Exercise directions — Retype all entries exactly, skipping pictures.
═════ Dataset extract
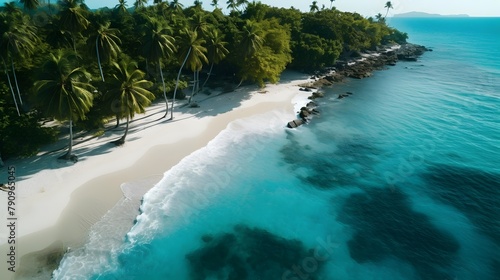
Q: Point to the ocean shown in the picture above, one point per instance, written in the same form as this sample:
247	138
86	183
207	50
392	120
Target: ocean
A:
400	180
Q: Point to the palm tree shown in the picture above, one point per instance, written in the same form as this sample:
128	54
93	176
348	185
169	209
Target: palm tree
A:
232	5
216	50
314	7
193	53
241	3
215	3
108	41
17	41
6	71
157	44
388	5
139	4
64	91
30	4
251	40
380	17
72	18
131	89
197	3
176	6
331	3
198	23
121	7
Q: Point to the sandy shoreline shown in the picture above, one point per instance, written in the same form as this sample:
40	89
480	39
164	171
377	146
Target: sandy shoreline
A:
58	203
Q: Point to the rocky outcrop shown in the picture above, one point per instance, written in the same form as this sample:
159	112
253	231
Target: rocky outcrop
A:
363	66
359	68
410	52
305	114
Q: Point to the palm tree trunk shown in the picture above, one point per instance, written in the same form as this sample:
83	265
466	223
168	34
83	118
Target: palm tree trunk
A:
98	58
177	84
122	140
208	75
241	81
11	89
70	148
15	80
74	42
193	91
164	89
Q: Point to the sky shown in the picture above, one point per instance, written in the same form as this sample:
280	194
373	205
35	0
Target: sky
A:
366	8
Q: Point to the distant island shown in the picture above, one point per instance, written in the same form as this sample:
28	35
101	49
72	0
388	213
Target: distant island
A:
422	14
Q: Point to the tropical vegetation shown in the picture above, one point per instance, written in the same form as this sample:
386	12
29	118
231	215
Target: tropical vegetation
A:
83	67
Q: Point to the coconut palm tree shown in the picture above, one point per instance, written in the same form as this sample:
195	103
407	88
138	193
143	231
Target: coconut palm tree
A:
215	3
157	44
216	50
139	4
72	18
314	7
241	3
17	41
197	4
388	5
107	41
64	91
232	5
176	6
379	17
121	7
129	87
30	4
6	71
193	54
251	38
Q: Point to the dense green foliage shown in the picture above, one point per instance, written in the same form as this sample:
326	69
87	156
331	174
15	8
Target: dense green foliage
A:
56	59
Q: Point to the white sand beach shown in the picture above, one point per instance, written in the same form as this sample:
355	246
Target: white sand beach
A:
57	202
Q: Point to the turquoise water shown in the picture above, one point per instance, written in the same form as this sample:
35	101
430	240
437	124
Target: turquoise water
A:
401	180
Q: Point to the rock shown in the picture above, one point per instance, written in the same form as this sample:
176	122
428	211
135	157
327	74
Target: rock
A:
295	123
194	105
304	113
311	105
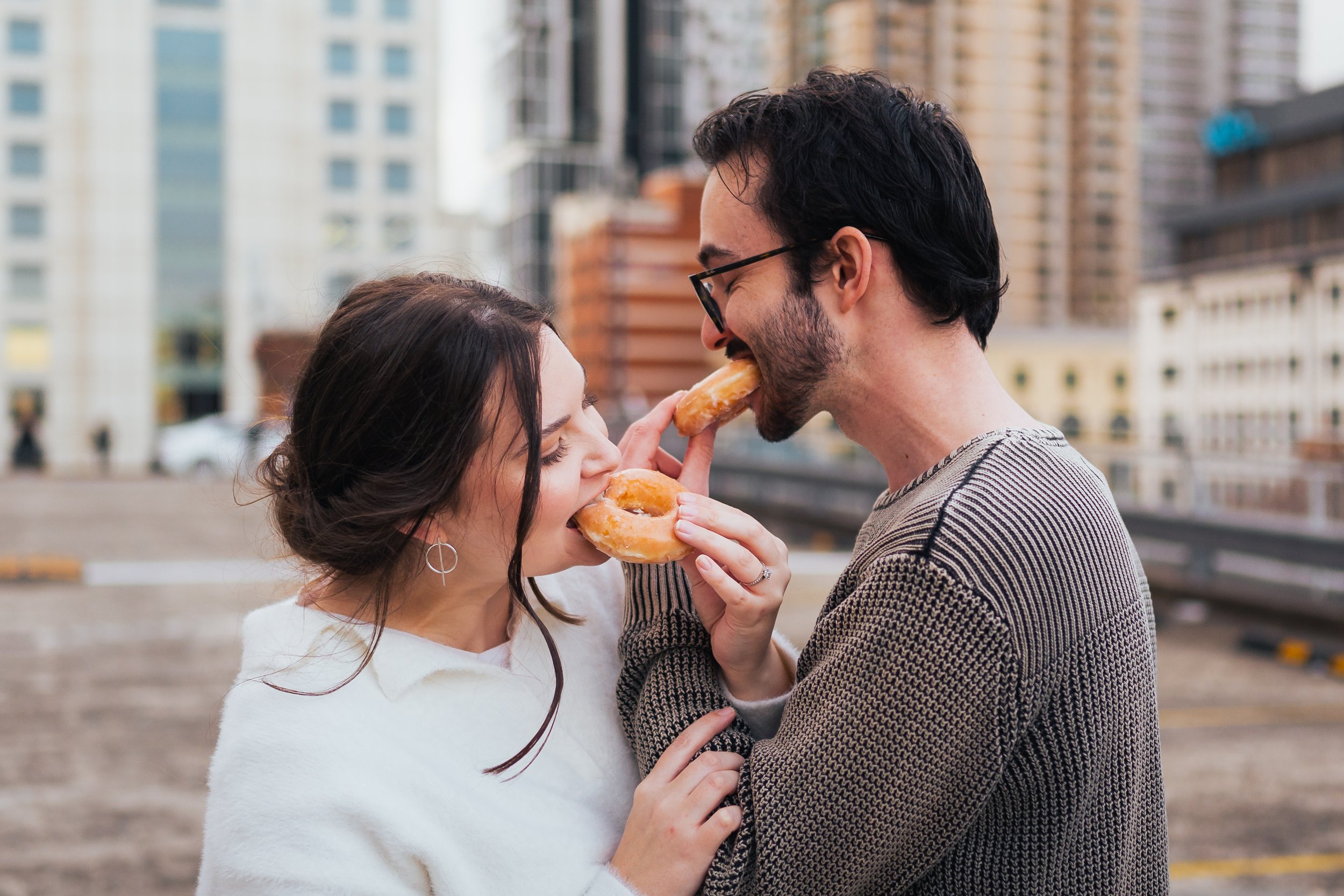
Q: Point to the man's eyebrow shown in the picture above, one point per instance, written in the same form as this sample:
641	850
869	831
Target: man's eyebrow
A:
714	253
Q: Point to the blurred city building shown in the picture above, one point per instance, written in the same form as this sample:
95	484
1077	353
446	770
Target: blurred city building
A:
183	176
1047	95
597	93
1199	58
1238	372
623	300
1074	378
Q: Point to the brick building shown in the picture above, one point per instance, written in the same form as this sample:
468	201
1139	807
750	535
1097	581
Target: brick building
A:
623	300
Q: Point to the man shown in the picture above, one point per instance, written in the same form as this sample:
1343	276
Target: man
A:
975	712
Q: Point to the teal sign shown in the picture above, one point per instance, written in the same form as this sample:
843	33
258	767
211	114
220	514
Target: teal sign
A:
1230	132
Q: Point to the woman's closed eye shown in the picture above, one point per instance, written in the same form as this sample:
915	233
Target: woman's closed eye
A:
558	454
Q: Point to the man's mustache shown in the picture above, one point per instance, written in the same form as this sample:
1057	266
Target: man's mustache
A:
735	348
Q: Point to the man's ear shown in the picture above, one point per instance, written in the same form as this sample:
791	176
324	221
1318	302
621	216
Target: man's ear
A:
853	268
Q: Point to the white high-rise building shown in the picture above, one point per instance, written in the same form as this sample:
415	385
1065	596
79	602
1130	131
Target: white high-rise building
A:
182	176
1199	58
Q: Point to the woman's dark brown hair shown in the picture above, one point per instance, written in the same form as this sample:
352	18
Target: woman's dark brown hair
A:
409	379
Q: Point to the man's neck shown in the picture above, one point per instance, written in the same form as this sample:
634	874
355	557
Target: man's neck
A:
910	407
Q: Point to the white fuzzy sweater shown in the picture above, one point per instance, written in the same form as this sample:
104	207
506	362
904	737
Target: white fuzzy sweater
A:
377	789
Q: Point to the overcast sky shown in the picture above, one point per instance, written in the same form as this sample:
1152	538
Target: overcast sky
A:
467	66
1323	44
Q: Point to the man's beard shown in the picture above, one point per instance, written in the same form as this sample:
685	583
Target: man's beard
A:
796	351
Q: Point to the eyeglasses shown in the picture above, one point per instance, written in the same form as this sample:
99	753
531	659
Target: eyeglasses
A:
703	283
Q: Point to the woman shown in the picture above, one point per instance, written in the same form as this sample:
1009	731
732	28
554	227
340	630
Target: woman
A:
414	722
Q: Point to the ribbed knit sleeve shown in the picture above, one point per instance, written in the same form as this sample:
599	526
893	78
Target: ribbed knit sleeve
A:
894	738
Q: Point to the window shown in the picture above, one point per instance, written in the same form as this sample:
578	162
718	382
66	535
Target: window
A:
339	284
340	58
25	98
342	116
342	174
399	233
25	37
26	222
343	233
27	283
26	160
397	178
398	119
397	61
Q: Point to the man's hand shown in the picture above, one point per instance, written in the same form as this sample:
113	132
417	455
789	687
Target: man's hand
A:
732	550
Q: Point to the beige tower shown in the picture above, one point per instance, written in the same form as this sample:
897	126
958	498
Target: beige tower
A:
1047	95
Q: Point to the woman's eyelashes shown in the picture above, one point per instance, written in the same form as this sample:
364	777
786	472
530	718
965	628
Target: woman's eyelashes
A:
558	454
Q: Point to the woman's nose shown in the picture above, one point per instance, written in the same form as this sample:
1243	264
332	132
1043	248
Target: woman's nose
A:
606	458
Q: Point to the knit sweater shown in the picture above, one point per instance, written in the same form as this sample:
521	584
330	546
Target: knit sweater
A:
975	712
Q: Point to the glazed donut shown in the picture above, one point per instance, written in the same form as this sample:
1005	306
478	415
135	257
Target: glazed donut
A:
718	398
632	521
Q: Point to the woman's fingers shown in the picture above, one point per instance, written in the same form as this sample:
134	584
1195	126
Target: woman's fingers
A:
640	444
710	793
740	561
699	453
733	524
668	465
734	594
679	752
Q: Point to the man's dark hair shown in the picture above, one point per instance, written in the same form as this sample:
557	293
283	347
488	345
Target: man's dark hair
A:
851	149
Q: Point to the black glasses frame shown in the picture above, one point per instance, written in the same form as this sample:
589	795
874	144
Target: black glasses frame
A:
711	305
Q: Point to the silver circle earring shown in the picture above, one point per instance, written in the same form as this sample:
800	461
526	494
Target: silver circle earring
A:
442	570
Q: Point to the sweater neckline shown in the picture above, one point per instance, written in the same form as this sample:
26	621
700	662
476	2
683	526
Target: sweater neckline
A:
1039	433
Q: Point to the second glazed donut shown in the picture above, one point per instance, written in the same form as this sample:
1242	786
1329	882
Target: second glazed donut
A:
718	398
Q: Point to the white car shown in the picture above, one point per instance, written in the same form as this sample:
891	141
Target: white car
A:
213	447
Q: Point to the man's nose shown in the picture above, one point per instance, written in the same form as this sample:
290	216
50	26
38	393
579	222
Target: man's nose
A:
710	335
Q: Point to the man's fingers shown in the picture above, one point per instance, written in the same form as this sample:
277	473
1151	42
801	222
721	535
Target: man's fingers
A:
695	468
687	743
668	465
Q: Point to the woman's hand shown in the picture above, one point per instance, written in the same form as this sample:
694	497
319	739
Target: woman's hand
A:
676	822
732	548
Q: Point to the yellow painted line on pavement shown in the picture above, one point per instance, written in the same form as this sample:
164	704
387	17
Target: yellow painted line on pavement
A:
══════════
Answer —
Q: Point to the ocean shown in the picture above, one point per instance, written in the same form as this sample:
247	138
86	183
207	50
392	120
Target: ocean
A:
400	180
Q: Point to the palm tree shown in the picture above, one point per instance, written in the same form as this sample:
128	54
93	176
348	185
169	209
Target: palm tree
A:
232	5
216	50
314	7
193	53
241	3
215	3
108	41
17	41
6	71
157	44
388	5
139	4
64	91
30	4
251	40
380	17
72	18
131	89
197	3
176	6
331	3
198	23
121	7
Q: Point to the sandy shoreline shown in the picture above, one point per instance, written in the same form as this sample:
40	89
480	39
164	171
377	146
Target: sandy shoreline
A:
58	203
Q: Point to the rocky outcrop shown in the picture above, one point per instance, written in the same form as this sample:
159	112
253	231
Target: rocky outcrop
A:
363	66
359	68
410	52
305	114
Q: Point to the palm tree trunk shown in the picture above, one point per instance, written in the same form as this sample:
83	265
466	223
168	34
83	118
Target: palm tree trunk
A:
98	58
177	84
122	140
208	75
241	81
11	89
70	148
15	80
74	42
193	91
164	89
Q: Point to the sky shown in the picture above, one point per instance, written in the same form as this sample:
280	194
373	205
35	0
Target: sky
A:
366	8
Q: Point to the distant island shown in the picture above, one point per instance, written in the same form as this sample:
28	35
101	49
72	0
388	213
Target: distant island
A:
422	14
Q: Point to the tropical vegetation shown in the picture above, one point per instance, written in the same form as this sample:
386	12
29	118
231	215
Target: tropical vegetation
A:
83	67
Q: Point to the coconut palm tree shown in the picture above, one point per instance, written in the same form as this sample:
195	103
407	88
138	193
143	231
Target: coconut palm tree
A:
215	3
157	44
216	50
139	4
72	18
314	7
241	3
17	41
197	4
388	5
107	41
64	91
232	5
176	6
379	17
121	7
129	87
30	4
6	71
193	54
251	38
Q: Point to the dense green foliage shown in the picture above, one point per instance, written in the same form as this sample:
326	69
87	156
331	174
15	8
Target: dense green foliage
A:
56	59
Q: Point to the white sand beach shown in the picture above, one point per instance, written in the same form as this sample:
355	246
Target: white sand beach
A:
57	202
Q: Point to the turquoise water shown in the picture above, one point per instance, written in the same form as this sample:
35	101
430	240
437	124
Target: turquoise water
A:
401	180
Q: Point to the rock shown in the picture above, one point per instance, written in the same form as this sample:
176	122
428	211
135	157
327	74
Target: rock
A:
295	123
194	105
304	113
311	105
Q: Point to the man's eyebrow shown in the picture above, one point per instance, written in the same form as this sample:
641	850
869	831
Target: man's eyebrow
A:
714	253
Q: Point to the blurred city building shown in the picture above, one point per instance, written in the same form as this sample:
95	484
1077	353
446	770
Target: blurred city building
A:
183	176
1047	95
597	93
1199	58
1238	372
623	300
1074	378
Q: Point to the brick building shown in the picture above, one point per instance, written in the same form as this sample:
468	201
1139	807
750	535
1097	581
Target: brick building
A:
623	300
Q: Point to the man shown in the picture above, one point per instance, written in the same form as this sample:
1343	276
Target: man
A:
975	712
Q: Point to the teal sign shown in the picture above, one point per instance, written in the same form as this sample:
843	33
258	767
211	114
220	514
Target: teal sign
A:
1230	132
Q: Point to the woman's closed eye shown in the picture above, one point per instance, written in the same form as this sample:
915	233
Target: woman's closed eye
A:
558	454
Q: Point to the man's mustache shown in the picture above, one point per instance, written in the same form as this sample:
1057	266
Target: man's mustache
A:
735	348
Q: Point to the man's ear shown in the picture above, one point per instance, written in the same form as this sample:
791	176
324	221
1318	302
621	216
Target: man's ear
A:
853	268
Q: Point to the white high-rise building shown in the picture above, one point per instance, written in the same form as this sample:
415	385
1065	596
79	602
1130	131
Target: white high-rise building
A:
182	176
1199	58
Q: Point to the woman's dark brown hair shown in the picture above, one point per instance, written in the same form as this sample:
352	18
Target: woman's dark brown hair
A:
409	379
Q: Point to the man's neck shown in the picture above, one point per instance, written in the same form as this sample:
634	874
355	557
Target: man's neck
A:
910	407
Q: Point to the white fuzzy sweater shown in the picture above, one point per instance, written in the same form as this sample:
104	207
506	362
904	737
Target: white fuzzy sweater
A:
377	789
Q: Point to the overcast sky shown in the picture above, one point per instance, written in the same form as this sample:
1152	538
Target: overcast sky
A:
467	66
1323	44
Q: Point to the man's beard shown in the picture above, one point per instance, written in the same form as this sample:
685	583
Target: man's beard
A:
796	351
Q: Point to the eyeglasses shown in the picture above, one point per instance, written in the same form as this sample:
99	753
531	659
Target: eyeglasses
A:
703	283
Q: Point to the woman shown in the picture above, one point per instance, written in the same form as this sample:
1009	731
732	28
554	227
340	630
Target: woman
A:
414	722
Q: Point to the ribbed knit sleeve shown in the picture above, one point per instance, written in the same form as this sample:
599	526
893	78
Target: ribbed knit sleeve
A:
894	738
Q: Point to the window shown in the picture above, one point per instance, written in the same form as this sample:
578	162
718	382
66	535
Target: window
A:
339	284
340	58
25	98
342	116
342	174
399	233
25	37
26	222
343	233
27	283
26	160
397	178
398	119
397	61
Q: Point to the man's hand shown in the picture above, one point per instance, written in the same form as this sample:
113	132
417	455
789	687
Target: man's hand
A:
732	550
Q: Point to the beige tower shown in the picture above, one point per instance, written in the same form as this sample:
897	126
958	498
Target: beige tower
A:
1047	95
Q: Point to the woman's eyelashes shown in the picture above, one point per instance, written in the same form as this sample:
364	777
786	472
530	718
965	628
Target: woman's eyelashes
A:
558	454
Q: Point to the woman's nose shown in the picture above, one point per instance, written in the same form as this sample:
1243	264
332	132
1043	248
Target: woman's nose
A:
606	458
Q: Point to the knit sweater shown in the picture above, one point per instance, written in the same form as this sample:
521	584
330	546
Target: knit sweater
A:
975	712
Q: Point to the glazed donut shown in the picture above, one point per instance, written in the same form as this sample:
1005	306
478	415
135	257
Target: glazed donut
A:
718	398
632	521
Q: Point to the woman's fingers shown in the picture above, one point per instance, written in the same form as this sample:
134	584
1195	126
Target: woman's fingers
A:
640	444
710	793
740	561
699	453
733	524
668	465
734	594
679	752
Q: Point to the man's dark hair shown in the picture above, one point per instance, written in the same form as this sample:
557	293
283	347
488	345
Target: man's dark hair
A:
851	149
Q: Point to the black glasses frame shown in the picture above, one point per instance, written in the same form as this sample:
589	795
874	144
Target: black glasses frame
A:
711	305
Q: Point to the silver circle earring shown in the picture above, one point per instance, written in the same form as this sample:
800	461
526	494
Target: silver circle earring
A:
442	570
Q: Point to the sweater neckline shown in the picture above, one point per instance, written in the same form as this sample:
26	621
700	662
476	2
683	526
Target: sweater neckline
A:
1039	433
Q: Point to the second glazed donut shown in the picture above, one point per instance, written in the same form as this sample:
1242	786
1329	882
Target: second glazed donut
A:
718	398
Q: Point to the white car shown in the picture above, one point per instance, written in the same form as this sample:
891	141
Target: white car
A:
213	447
Q: Point to the man's nose shown in the picture above, one point per instance, written in the same form as this sample:
290	216
50	26
38	393
579	222
Target: man's nose
A:
710	335
Q: Point to the man's fingers shown in the picture above, one point per instance, written in the same form as this sample:
277	473
1151	42
801	222
721	535
Target: man's fingers
A:
695	468
687	743
668	465
Q: Point to the woman's hand shown in the picture above, one point per instance, written in the same form as this sample:
694	497
319	739
Target: woman's hand
A:
676	822
732	548
Q: Point to the yellow painted line on pavement shown in the picture above, one point per instance, written in the same form as this sample:
164	704
387	17
Target: yellow painted line on pavement
A:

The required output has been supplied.